#### Page text
+++++
Printf output of pointer string explanation from an interview - c

I had an interview and I was given this code and asked what is the output for each one of these printf statements.
I have my answers as comments, but I am not sure about the rest.
Can anyone explain the different outputs for statements 1, 3 and 7 and why?
Thank you!
#include <stdio.h>
int main(int argc, const char * argv[]) {
char *s = "12345";
printf("%d\n", s); // 1.Outputs "3999" is this the address of the first pointer?
printf("%d\n", *s); // 2.The decimal value of the first character
printf("%c\n", s); // 3.Outputs "\237" What is this value?
printf("%c\n", *s); // 4.Outputs "1"
printf("%c\n", *(s+1)); // 5.Outputs "2"
printf("%s\n", s); // 6.Outputs "12345"
printf("%s\n", *s); // 7.I get an error, why?
return 0;
}

This call
printf("%d\n", s);
has undefined behavior because an invalid format specifier is used with a pointer.
This call
printf("%d\n", *s);
outputs the internal code (for example ASCII code) of the character '1'.
This call
printf("%c\n", s);
has undefined behavior due to using an invalid format specifier with a pointer.
These calls
printf("%c\n", *s);
printf("%c\n", *(s+1));
are valid. The first one outputs the character '1' and the second one outputs the character '2'.
+++++
#### Written task 1
Rewrite the thread from "Printf output of" to "these printf statements.", with "interview" replaced by "exam".
The rows below have no connection to the thread above.

#### Data provided
+++++
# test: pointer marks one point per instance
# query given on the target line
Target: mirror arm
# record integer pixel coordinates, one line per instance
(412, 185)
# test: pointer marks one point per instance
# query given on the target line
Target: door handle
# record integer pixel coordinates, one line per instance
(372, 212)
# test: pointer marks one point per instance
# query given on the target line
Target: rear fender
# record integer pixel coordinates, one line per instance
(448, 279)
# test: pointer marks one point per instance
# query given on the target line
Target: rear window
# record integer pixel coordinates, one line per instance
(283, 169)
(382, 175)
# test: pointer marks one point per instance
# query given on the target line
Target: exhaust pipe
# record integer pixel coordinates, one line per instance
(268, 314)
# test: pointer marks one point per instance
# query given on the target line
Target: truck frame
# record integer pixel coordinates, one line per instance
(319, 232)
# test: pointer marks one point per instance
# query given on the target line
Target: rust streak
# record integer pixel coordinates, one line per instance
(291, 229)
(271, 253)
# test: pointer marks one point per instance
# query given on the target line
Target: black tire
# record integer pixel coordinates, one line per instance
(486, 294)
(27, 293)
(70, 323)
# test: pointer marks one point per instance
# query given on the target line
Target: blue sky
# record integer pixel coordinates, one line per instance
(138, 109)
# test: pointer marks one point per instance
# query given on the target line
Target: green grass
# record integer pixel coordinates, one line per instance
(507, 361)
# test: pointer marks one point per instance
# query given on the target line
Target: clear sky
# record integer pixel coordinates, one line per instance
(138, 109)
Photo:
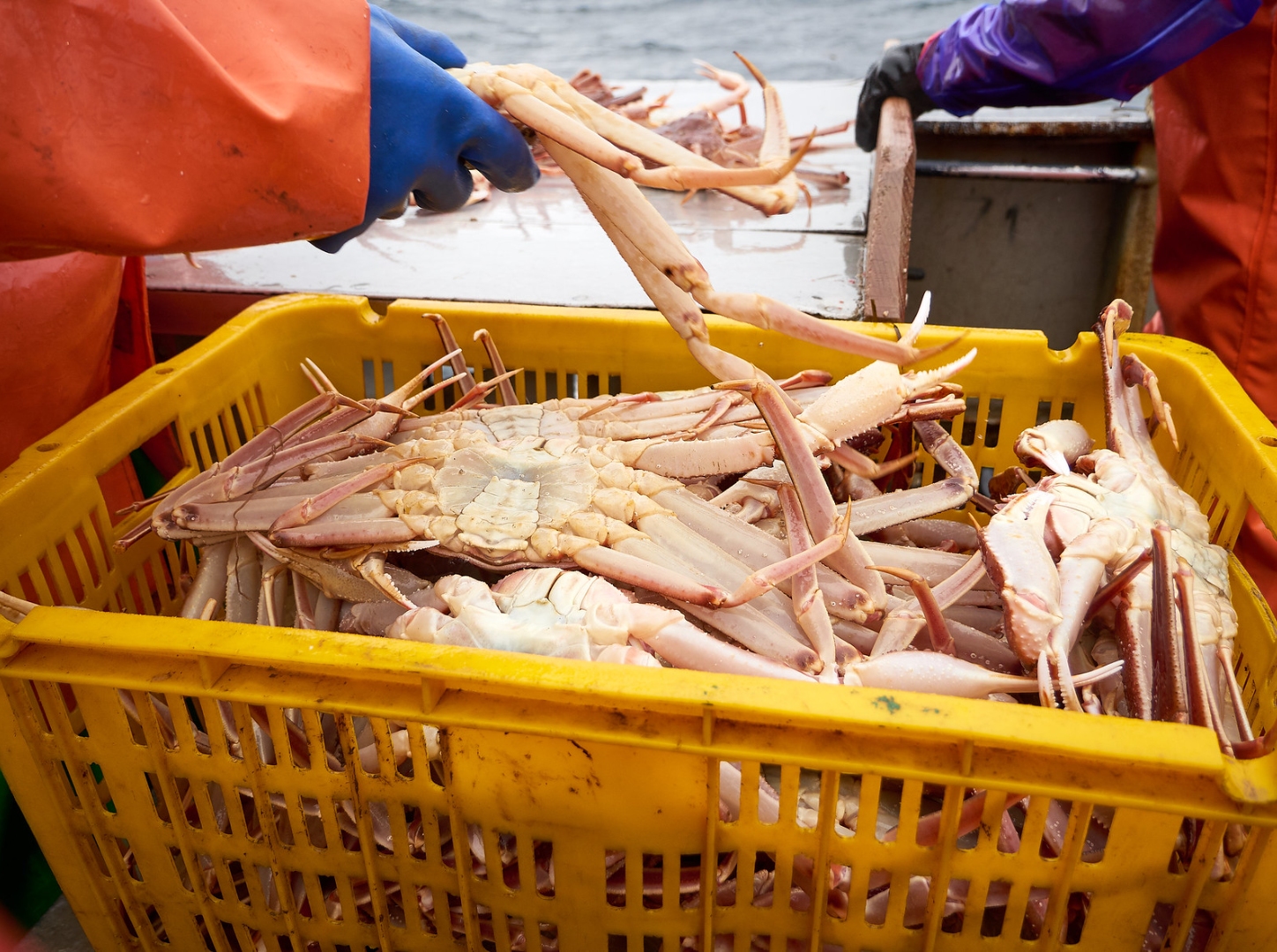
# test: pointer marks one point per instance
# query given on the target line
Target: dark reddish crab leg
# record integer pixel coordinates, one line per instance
(937, 626)
(1202, 706)
(1117, 584)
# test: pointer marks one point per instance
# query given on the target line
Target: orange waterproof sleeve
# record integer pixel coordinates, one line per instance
(137, 127)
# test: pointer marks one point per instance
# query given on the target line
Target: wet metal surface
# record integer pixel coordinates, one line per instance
(975, 240)
(1101, 120)
(951, 168)
(543, 247)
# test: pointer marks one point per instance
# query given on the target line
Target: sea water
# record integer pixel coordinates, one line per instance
(659, 39)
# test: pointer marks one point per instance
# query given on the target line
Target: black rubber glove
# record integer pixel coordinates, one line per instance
(895, 74)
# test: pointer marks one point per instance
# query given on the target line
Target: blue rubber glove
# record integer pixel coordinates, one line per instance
(425, 127)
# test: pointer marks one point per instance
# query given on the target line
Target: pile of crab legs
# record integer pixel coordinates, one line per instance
(629, 487)
(670, 450)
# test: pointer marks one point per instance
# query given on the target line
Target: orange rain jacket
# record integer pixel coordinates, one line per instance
(1214, 267)
(141, 127)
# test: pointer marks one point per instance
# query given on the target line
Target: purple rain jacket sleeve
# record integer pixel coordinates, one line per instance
(1042, 53)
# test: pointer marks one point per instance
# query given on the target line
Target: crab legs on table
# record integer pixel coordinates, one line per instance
(599, 152)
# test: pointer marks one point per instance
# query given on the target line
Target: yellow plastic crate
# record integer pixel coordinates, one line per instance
(571, 758)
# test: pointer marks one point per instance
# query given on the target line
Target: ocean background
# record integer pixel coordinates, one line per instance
(659, 39)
+++++
#### Written task 2
Find each row that contains the string "crab" and copy it. Case counts.

#### Written answer 1
Printf output of pointer string explanation from an exam - c

I had an exam and I was given this code and asked what is the output for each one of these printf statements.

#### Written answer 2
Target: dark reddish crab leg
Target: pile of crab legs
Target: crab legs on table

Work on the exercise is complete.